### GOAL OF THE EXERCISE
Rewrite the listing below so that every "aisle log" becomes "shelf report", with nothing else altered.

### RAW DATA

━━━━━━━━━━━━━━━━

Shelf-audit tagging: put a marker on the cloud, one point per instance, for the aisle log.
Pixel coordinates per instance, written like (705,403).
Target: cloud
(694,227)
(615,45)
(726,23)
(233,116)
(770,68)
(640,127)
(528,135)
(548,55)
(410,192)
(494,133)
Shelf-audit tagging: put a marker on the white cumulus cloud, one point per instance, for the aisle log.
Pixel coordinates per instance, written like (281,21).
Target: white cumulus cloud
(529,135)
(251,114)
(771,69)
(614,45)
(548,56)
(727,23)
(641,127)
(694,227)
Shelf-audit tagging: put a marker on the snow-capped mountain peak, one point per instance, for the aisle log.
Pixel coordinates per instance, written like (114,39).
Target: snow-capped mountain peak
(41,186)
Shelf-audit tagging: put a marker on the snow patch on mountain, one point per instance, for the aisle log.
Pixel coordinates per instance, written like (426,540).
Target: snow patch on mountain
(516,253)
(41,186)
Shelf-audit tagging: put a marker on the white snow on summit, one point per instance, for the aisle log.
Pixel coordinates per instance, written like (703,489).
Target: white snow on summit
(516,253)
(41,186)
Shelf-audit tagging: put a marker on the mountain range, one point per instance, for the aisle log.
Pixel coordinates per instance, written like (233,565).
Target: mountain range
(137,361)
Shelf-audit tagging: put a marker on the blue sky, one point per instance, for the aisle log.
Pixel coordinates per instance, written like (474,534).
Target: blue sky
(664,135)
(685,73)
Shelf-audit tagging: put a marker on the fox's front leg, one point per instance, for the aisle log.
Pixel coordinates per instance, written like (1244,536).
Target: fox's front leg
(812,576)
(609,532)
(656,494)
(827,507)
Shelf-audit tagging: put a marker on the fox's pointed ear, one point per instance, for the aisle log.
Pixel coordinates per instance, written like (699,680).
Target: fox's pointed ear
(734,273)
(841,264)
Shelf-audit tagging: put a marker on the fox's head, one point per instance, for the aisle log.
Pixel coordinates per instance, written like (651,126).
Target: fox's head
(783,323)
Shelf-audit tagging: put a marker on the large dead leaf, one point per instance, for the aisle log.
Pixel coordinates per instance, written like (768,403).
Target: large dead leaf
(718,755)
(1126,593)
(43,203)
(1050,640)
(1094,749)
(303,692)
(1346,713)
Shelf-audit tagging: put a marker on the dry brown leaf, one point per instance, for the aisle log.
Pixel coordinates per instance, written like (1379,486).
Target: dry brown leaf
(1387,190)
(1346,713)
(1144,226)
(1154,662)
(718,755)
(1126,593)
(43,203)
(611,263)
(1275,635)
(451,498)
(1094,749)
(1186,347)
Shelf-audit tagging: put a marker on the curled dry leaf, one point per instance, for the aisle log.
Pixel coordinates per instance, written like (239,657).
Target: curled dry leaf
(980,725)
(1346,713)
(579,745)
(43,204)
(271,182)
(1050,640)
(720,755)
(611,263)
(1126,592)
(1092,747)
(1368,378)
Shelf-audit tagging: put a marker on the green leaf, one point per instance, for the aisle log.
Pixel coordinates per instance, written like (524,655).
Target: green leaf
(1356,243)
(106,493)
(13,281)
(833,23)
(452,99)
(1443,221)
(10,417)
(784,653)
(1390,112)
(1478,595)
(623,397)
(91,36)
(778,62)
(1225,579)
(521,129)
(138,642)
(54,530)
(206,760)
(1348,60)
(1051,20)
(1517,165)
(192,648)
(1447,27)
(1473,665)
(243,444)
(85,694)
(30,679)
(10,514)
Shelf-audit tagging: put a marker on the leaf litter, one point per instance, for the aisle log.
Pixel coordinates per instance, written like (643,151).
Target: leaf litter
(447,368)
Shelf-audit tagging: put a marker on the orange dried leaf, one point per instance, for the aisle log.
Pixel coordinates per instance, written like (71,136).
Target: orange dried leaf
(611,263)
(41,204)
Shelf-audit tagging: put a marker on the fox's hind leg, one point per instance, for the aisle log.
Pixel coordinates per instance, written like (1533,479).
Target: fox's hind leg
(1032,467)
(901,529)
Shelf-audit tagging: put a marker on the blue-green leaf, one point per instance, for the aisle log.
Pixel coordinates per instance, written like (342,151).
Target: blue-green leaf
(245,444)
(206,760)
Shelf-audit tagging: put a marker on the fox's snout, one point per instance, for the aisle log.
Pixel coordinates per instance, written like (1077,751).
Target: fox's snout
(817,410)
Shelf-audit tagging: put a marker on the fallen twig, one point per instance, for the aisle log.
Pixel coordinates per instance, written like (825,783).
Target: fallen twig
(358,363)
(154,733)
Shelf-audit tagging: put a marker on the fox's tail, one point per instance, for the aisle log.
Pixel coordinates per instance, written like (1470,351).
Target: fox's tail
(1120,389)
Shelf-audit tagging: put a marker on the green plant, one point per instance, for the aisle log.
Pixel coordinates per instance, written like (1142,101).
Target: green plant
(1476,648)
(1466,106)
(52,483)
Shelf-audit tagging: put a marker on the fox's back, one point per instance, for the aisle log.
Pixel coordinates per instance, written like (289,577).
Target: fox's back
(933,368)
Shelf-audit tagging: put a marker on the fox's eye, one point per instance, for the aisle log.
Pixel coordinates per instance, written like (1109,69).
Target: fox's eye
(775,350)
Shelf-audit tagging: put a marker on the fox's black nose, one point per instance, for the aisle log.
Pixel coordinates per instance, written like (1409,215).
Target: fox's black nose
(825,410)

━━━━━━━━━━━━━━━━

### WRITTEN ANSWER
Shelf-audit tagging: put a marker on the cloud, one point per instance, for the shelf report.
Pixel coordinates per instance, written like (705,403).
Target: cloud
(694,227)
(615,45)
(726,23)
(233,116)
(770,68)
(640,127)
(528,135)
(548,55)
(410,192)
(494,133)
Shelf-audit tagging: put a marker on the white cumulus cloud, one point per instance, for the shelf report.
Pixel coordinates per instance, written like (281,21).
Target: white cumulus cloud
(529,135)
(251,114)
(771,69)
(614,45)
(548,56)
(727,23)
(641,127)
(694,227)
Shelf-audit tagging: put a marker on the snow-capped mountain peak, one point per instance, for the shelf report.
Pixel coordinates per instance, written like (114,39).
Target: snow-capped mountain peak
(41,186)
Shelf-audit tagging: put a marker on the snow patch on mountain, one point per instance, for the shelf report.
Pixel coordinates per instance, written like (426,540).
Target: snow patch on mountain
(516,253)
(41,186)
Shelf-audit tagging: put a marker on the white snow on summit, one point per instance, for the shelf report.
Pixel coordinates per instance, written like (703,489).
Target: white snow on summit
(516,253)
(41,186)
Shelf-audit tagging: put a marker on the mountain range, one point per instance, for the shelf report.
Pixel coordinates per instance, written like (233,565).
Target: mountain range
(137,361)
Shelf-audit tagging: put a marker on the blue sky, one point per instance, for the shelf report.
Pixel coordinates per instance, written like (474,534).
Target: blue sky
(664,135)
(685,73)
Shelf-audit tagging: put a marker on the fox's front leg, one point per instance, for the shelf report.
Pixel coordinates per instance, written like (1244,536).
Target: fox's front leg
(812,576)
(609,532)
(656,494)
(827,507)
Shelf-audit tagging: put a marker on the fox's pointed ear, one point per instance, for the shelf report.
Pixel coordinates per instance, written like (699,680).
Target: fox's pointed ear
(734,273)
(841,264)
Shelf-audit tagging: put a marker on the fox's head, one point per instance, for the shelf report.
Pixel coordinates per instance, written like (651,126).
Target: fox's head
(783,323)
Shelf-audit tagging: put a marker on the large dead leaf, one point per instance, for the shelf report.
Pixel coordinates per instance, written like (768,403).
Target: large dead leaf
(718,755)
(1126,593)
(43,203)
(1050,640)
(1094,749)
(303,692)
(1346,713)
Shelf-audit tagging: put a marker on the dry brown leaf, one point per instance, for the shelf report.
Pixel coordinates per instance, written like (1379,486).
Target: dry brown leaf
(1387,190)
(1346,713)
(1144,226)
(1154,662)
(718,755)
(1126,593)
(43,203)
(611,263)
(1275,635)
(451,498)
(1094,749)
(1186,347)
Shelf-audit tagging: put a marker on the curled dry leaf, one point per instance, for the shelf report.
Pixel coordinates per instance, written like (239,657).
Target: curled dry leaf
(980,725)
(1346,713)
(579,745)
(43,204)
(271,182)
(1050,640)
(720,755)
(611,263)
(1126,592)
(1092,747)
(1368,378)
Shelf-audit tagging: put a marker on the green leaf, one point per instance, for the shelf report.
Pixel coordinates per instance, written like (524,655).
Target: green leaf
(1356,243)
(106,493)
(13,281)
(833,23)
(452,99)
(1443,221)
(10,417)
(784,653)
(1390,112)
(1478,595)
(623,397)
(91,36)
(778,62)
(1225,579)
(521,129)
(138,642)
(54,530)
(206,760)
(1348,60)
(1051,20)
(1517,165)
(192,648)
(1447,27)
(1473,665)
(243,444)
(85,694)
(30,679)
(10,514)
Shelf-audit tagging: put a marker on the leaf litter, one point per instance, for the shelf report.
Pixel coordinates per instance, written like (643,151).
Target: leaf litter
(447,368)
Shelf-audit tagging: put a marker on the orange dried leaf, one point per instance, for the shelf report.
Pixel coordinates per instance, written like (71,136).
Target: orange dried leaf
(611,263)
(41,204)
Shelf-audit tagging: put a marker on the fox's hind leg, one point per instance, for the shelf report.
Pixel coordinates per instance, written like (1533,479).
Target: fox's hind leg
(1032,467)
(901,529)
Shelf-audit tagging: put a marker on the blue-green leaf, one point per instance, for the shelf report.
Pixel coordinates per instance, written like (342,151).
Target: blue-green leaf
(245,444)
(206,760)
Shelf-audit tagging: put a marker on the fox's snout, one point per instance, for the shelf report.
Pixel coordinates per instance, written like (1077,751).
Target: fox's snout
(817,410)
Shelf-audit tagging: put a marker on the fallen twig, one point per instance, for the shelf report.
Pixel coordinates per instance, written like (825,783).
Target: fallen twig
(358,363)
(154,733)
Shelf-audit tagging: put a marker on the fox's tail, one point per instance, for the shelf report.
Pixel coordinates per instance, written like (1470,351).
Target: fox's tail
(1120,389)
Shelf-audit tagging: put a marker on the green plant, one point per instance, for the shelf report.
Pixel coordinates per instance, written like (1142,101).
Target: green plant
(1476,648)
(1466,106)
(52,483)
Shelf-audit tagging: put a marker on the fox's back, one point per instance, for the shelf report.
Pixel coordinates per instance, written like (289,577).
Target: fox's back
(933,368)
Shelf-audit tagging: put a marker on the fox's eye, one point per instance, for the shelf report.
Pixel coordinates per instance, written like (1109,69).
Target: fox's eye
(775,350)
Shelf-audit tagging: put a marker on the fox's black nose, one point per instance, for the shelf report.
Pixel coordinates per instance, written like (1409,215).
Target: fox's black nose
(825,410)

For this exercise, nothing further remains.